Can you copy the stretch of the reinforcement learning projects overview from "- Hindsight Experience" through "of different tasks."?

- **Source text**:
* * * * * * *
This is a repository where I save my own explorations of reinforcement learning. Here are the brief introductions for the projects.
- Navigation: A robot walks in a square world collecting yellow banana whose reward is +1 and avoiding blue banana whose reward is -1. Implemented algorithms are original DQN (Deep Q-Learning), Dual-DQN and Prioritized DQN. This is also a part of the Deep Reinforcement Learning NanoDegree of Udacity.
- Continuous Control: There are three different environments. One thing common among them is that their action spaces are continuous so DQN cannot be applied directly. Please find more detailed information inside this folder. This is also a part of the Deep Reinforcement Learning NanoDegree of Udacity.
- Collaboration and Competition: Two agents playing table tennis in a simplified version where hitting the ball over the net gives reward +0.5 and failing to keep the ball alive will get -1. This is a situation where multiple agents learns to collaborate/compete with each other. I just solved this with DDPG instead of some algorithms for multiple agents. This is also a part of the Deep Reinforcement Learning NanoDegree of Udacity.
- Hindsight Experience Replay: A simple illustration of the idea of hindsight experience replay proposed by OpenAI(ClosedAI?) This helps to deal with the situation where agent tries to reach a given goal but the space is too large to explore. Please check other details inside.
- LunarLander-v2: A repository where I tried to implement some RL Agents based on tensorflow. I tested DQN, SQN, PPO and TD3 on the gym LunarLander-v2 environment. Compare the results with this experiment with the results from navigation project, we can see different algorithms (agents) take advantage of different tasks.
* * * * * * *
Point localization records:
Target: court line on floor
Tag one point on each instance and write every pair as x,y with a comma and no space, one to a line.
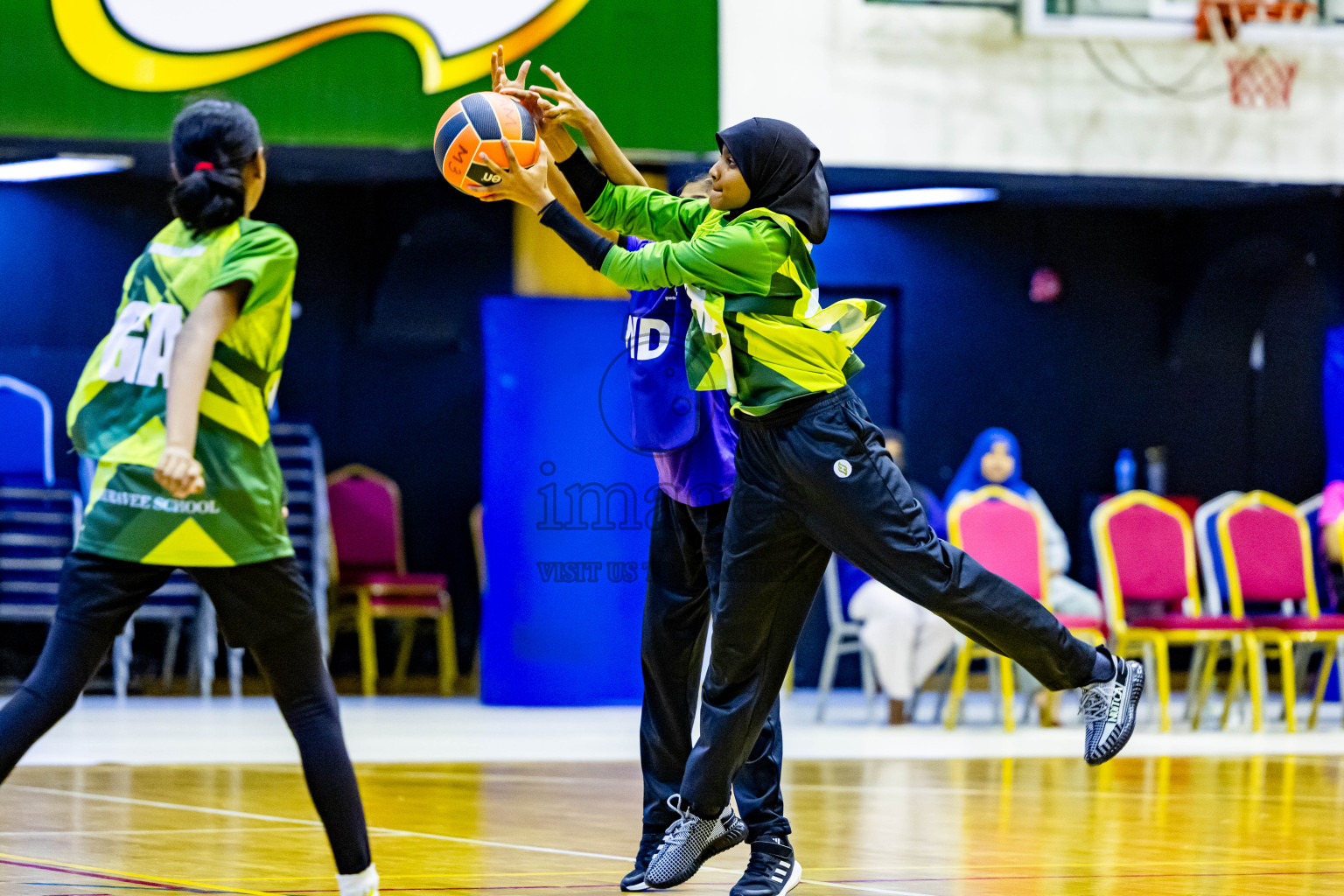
393,832
142,833
124,878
* * * * * * *
- **Your solution**:
- Hindsight Experience Replay: A simple illustration of the idea of hindsight experience replay proposed by OpenAI(ClosedAI?) This helps to deal with the situation where agent tries to reach a given goal but the space is too large to explore. Please check other details inside.
- LunarLander-v2: A repository where I tried to implement some RL Agents based on tensorflow. I tested DQN, SQN, PPO and TD3 on the gym LunarLander-v2 environment. Compare the results with this experiment with the results from navigation project, we can see different algorithms (agents) take advantage of different tasks.